## TASK PROMPT:
Extract the complete listing and output it unchanged.

## MATERIAL FOR THIS TASK:
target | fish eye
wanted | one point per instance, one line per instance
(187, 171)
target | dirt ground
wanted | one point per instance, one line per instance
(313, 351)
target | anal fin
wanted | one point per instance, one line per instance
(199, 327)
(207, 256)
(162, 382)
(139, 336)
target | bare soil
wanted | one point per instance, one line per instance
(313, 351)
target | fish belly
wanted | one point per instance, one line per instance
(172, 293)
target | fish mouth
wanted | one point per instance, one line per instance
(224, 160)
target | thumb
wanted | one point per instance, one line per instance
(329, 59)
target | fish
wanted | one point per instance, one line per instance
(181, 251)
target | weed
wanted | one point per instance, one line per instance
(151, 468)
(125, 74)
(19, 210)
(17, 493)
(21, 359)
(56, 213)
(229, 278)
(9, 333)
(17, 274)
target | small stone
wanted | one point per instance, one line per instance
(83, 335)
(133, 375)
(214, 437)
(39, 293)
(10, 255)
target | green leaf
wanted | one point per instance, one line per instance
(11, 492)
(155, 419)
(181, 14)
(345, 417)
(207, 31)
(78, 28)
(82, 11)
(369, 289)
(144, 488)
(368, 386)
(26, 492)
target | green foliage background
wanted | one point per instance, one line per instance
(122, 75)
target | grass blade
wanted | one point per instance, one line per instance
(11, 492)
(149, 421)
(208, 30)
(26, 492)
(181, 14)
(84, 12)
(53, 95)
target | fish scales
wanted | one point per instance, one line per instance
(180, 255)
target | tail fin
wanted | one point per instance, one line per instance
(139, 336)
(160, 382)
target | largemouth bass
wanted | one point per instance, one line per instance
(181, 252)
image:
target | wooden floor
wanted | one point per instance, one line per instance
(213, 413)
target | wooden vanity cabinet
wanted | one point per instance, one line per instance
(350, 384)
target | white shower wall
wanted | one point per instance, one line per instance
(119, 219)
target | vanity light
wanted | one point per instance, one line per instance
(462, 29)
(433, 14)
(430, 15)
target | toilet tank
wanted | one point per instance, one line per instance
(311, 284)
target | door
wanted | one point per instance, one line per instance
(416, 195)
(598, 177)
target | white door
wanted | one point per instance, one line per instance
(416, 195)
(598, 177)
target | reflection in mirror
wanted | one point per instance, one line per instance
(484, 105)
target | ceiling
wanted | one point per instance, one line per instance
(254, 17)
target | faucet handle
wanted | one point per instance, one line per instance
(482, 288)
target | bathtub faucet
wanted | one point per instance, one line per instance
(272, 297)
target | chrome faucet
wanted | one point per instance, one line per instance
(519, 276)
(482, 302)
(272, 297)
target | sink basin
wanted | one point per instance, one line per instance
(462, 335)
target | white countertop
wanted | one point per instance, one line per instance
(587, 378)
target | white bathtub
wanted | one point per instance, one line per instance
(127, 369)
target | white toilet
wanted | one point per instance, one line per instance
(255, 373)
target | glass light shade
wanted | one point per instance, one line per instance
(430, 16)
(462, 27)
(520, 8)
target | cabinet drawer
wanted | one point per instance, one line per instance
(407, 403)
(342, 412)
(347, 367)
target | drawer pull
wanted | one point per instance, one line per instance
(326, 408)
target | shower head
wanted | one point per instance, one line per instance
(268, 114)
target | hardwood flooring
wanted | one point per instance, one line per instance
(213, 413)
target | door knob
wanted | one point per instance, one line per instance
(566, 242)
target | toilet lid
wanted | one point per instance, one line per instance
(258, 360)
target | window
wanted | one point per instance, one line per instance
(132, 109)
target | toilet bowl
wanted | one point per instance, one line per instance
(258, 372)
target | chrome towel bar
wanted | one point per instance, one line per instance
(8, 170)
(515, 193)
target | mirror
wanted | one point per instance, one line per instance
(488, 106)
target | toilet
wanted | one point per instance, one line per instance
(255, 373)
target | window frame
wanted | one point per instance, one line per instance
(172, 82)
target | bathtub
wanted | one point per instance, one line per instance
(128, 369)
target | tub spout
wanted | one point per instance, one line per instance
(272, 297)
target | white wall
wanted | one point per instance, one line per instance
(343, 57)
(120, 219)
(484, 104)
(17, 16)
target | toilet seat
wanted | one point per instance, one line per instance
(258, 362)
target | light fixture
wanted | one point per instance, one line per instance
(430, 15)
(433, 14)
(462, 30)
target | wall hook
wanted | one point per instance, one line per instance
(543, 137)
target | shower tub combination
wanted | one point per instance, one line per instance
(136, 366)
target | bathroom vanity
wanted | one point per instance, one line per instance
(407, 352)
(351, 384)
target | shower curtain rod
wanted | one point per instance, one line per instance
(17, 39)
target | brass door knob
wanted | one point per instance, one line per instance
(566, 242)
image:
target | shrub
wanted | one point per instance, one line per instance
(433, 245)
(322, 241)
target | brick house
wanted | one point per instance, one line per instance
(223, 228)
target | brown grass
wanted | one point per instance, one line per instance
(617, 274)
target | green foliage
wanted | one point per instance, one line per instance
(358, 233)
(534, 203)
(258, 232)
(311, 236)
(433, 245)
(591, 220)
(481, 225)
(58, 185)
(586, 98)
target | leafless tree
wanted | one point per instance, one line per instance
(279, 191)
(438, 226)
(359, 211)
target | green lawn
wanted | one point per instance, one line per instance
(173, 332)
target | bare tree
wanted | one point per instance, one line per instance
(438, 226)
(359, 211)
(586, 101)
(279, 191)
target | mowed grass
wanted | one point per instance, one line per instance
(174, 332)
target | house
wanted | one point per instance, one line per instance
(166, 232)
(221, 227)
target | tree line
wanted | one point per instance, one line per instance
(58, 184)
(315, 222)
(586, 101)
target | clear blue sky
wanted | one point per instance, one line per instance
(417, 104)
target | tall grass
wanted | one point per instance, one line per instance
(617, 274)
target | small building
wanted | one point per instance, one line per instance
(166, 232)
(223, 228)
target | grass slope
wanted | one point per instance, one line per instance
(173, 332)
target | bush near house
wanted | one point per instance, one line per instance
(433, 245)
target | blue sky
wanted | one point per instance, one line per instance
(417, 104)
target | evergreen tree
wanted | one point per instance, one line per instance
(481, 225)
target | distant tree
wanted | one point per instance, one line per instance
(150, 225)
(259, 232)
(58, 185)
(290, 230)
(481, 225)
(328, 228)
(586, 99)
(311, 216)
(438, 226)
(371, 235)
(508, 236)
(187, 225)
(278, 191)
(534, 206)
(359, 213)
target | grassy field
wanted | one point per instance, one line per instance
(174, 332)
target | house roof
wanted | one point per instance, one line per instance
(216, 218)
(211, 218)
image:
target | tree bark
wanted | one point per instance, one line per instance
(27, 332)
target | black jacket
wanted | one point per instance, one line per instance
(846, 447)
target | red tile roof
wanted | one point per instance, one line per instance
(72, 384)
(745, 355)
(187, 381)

## TASK SOLUTION:
target | fish eye
wanted | one point per instance, one line per instance
(187, 171)
target | dirt ground
wanted | one point per instance, one line per instance
(313, 351)
target | anal fin
wanted | one point per instance, one line per instance
(199, 327)
(207, 256)
(162, 382)
(139, 336)
target | bare soil
wanted | one point per instance, one line per instance
(313, 351)
target | fish belly
wanted | one point per instance, one line per instance
(172, 293)
target | fish mouth
wanted | one point per instance, one line per instance
(224, 160)
target | thumb
wanted | one point per instance, one line per instance
(329, 59)
target | fish
wanted | one point per instance, one line per instance
(181, 251)
target | weed
wanted | one point per instance, one line per instance
(151, 468)
(125, 74)
(19, 210)
(17, 493)
(21, 359)
(56, 213)
(229, 278)
(9, 333)
(17, 274)
target | small stone
wanted | one point per instance, one line per instance
(83, 335)
(133, 375)
(214, 437)
(39, 293)
(10, 255)
target | green leaf
wanted | one point per instance, one line per instance
(11, 492)
(155, 419)
(181, 14)
(345, 417)
(207, 31)
(78, 28)
(82, 11)
(369, 289)
(144, 488)
(368, 386)
(26, 492)
target | green foliage background
wanted | one point per instance, one line per instance
(122, 75)
target | grass blade
wanted | one point per instance, one line per instance
(11, 492)
(149, 421)
(208, 30)
(26, 492)
(181, 14)
(84, 12)
(53, 95)
target | fish scales
wanted | one point per instance, one line per instance
(180, 255)
target | tail fin
wanted | one point per instance, one line per instance
(139, 336)
(160, 382)
target | largemouth bass
wanted | one point per instance, one line per instance
(181, 252)
image:
target | wooden floor
wanted | one point per instance, one line per instance
(213, 413)
target | wooden vanity cabinet
wanted | one point per instance, one line per instance
(350, 384)
target | white shower wall
wanted | one point per instance, one line per instance
(119, 219)
target | vanity light
wanted | one point per instance, one line per instance
(462, 29)
(433, 14)
(430, 15)
target | toilet tank
wanted | one point per instance, one line per instance
(311, 284)
target | door
wanted | one point per instance, one line per instance
(416, 195)
(598, 177)
target | white door
wanted | one point per instance, one line per instance
(416, 195)
(598, 177)
target | reflection in mirror
wanted | one point per instance, one line per instance
(484, 105)
target | ceiling
wanted | one point per instance, one line per instance
(254, 17)
target | faucet handle
wanted | one point per instance, one line per instance
(482, 288)
target | bathtub faucet
wanted | one point per instance, one line per instance
(272, 297)
target | chrome faucet
wanted | one point per instance, one line per instance
(519, 276)
(482, 302)
(272, 297)
target | sink basin
wanted | one point per instance, one line per instance
(462, 335)
target | white countertop
wanted | one point per instance, one line per instance
(587, 378)
target | white bathtub
wanted | one point per instance, one line per instance
(127, 369)
target | white toilet
wanted | one point per instance, one line per instance
(255, 373)
target | glass light shade
wanted | one point per instance, one line per instance
(430, 16)
(462, 27)
(520, 8)
target | cabinet drawer
wanted | one point per instance, one line per instance
(407, 403)
(342, 412)
(347, 367)
target | drawer pull
wanted | one point per instance, one line per instance
(326, 408)
target | shower head
wanted | one point per instance, one line per instance
(268, 114)
target | hardwood flooring
wanted | one point per instance, one line per instance
(213, 413)
target | door knob
wanted | one point per instance, one line per instance
(566, 242)
target | toilet lid
wanted | one point per instance, one line per instance
(258, 360)
target | window
wanted | one point per instance, one line per instance
(132, 109)
target | toilet bowl
wanted | one point per instance, one line per instance
(258, 372)
target | chrome towel bar
wanted | one point per instance, one line per instance
(8, 170)
(515, 193)
target | mirror
wanted | one point per instance, one line per instance
(488, 106)
target | toilet
wanted | one point per instance, one line per instance
(255, 373)
target | window frame
wanted | one point per instance, one line per instance
(172, 82)
target | bathtub
wanted | one point per instance, one line per instance
(128, 369)
target | tub spout
wanted | one point per instance, one line per instance
(272, 297)
target | white wall
wanted | one point per instance, one line per instance
(343, 57)
(120, 219)
(484, 104)
(17, 16)
target | toilet seat
wanted | one point per instance, one line per instance
(258, 362)
target | light fixture
wanted | one point per instance, one line per instance
(430, 15)
(433, 14)
(462, 30)
target | wall hook
wanted | one point per instance, one line per instance
(543, 137)
target | shower tub combination
wanted | one point per instance, one line per instance
(136, 366)
target | bathroom vanity
wanted | one point per instance, one line per instance
(407, 352)
(351, 384)
target | shower curtain rod
wanted | one point per instance, one line per instance
(17, 39)
target | brass door knob
wanted | one point per instance, one line per instance
(566, 242)
image:
target | shrub
wanted | one point per instance, one line per instance
(433, 245)
(322, 241)
target | brick house
wanted | one point per instance, one line per instance
(223, 228)
target | brown grass
wanted | one point per instance, one line per instance
(617, 274)
target | green foliage
wanted | one point per instance, one line per instance
(358, 233)
(534, 203)
(258, 232)
(311, 236)
(433, 245)
(591, 220)
(481, 225)
(58, 185)
(586, 98)
target | leafless tree
wanted | one point per instance, one line per instance
(279, 191)
(438, 226)
(359, 211)
target | green lawn
wanted | one point per instance, one line per instance
(173, 332)
target | bare tree
wanted | one point per instance, one line per instance
(438, 226)
(359, 211)
(586, 101)
(279, 191)
target | mowed grass
wanted | one point per instance, one line per instance
(174, 332)
target | house
wanted | one point per instance, one line per instance
(166, 232)
(221, 227)
target | tree line
wanted | one point per instance, one line per instance
(58, 184)
(315, 222)
(586, 101)
target | clear blue sky
wanted | one point per instance, one line per instance
(417, 104)
target | tall grass
wanted | one point per instance, one line per instance
(617, 274)
target | small building
wanted | one point per instance, one line per instance
(166, 232)
(223, 228)
target | grass slope
wanted | one point per instance, one line per instance
(173, 332)
target | bush near house
wanted | one point per instance, one line per instance
(433, 245)
target | blue sky
wanted | one point per instance, one line per instance
(417, 104)
target | evergreen tree
wanted | one point per instance, one line per instance
(481, 225)
target | distant tree
wanted | one point per instance, one line per instance
(150, 225)
(259, 232)
(58, 185)
(290, 230)
(481, 225)
(328, 228)
(586, 99)
(311, 216)
(438, 226)
(371, 235)
(508, 236)
(187, 225)
(278, 191)
(534, 206)
(359, 213)
target | grassy field
wanted | one point per instance, one line per instance
(174, 332)
target | house roof
wanted | one point per instance, one line per instance
(216, 218)
(211, 218)
image:
target | tree bark
wanted | one point per instance, one line per instance
(27, 332)
target | black jacket
wanted | one point per instance, one line per instance
(846, 447)
target | red tile roof
wanted | one point per instance, one line per instance
(72, 384)
(745, 355)
(187, 381)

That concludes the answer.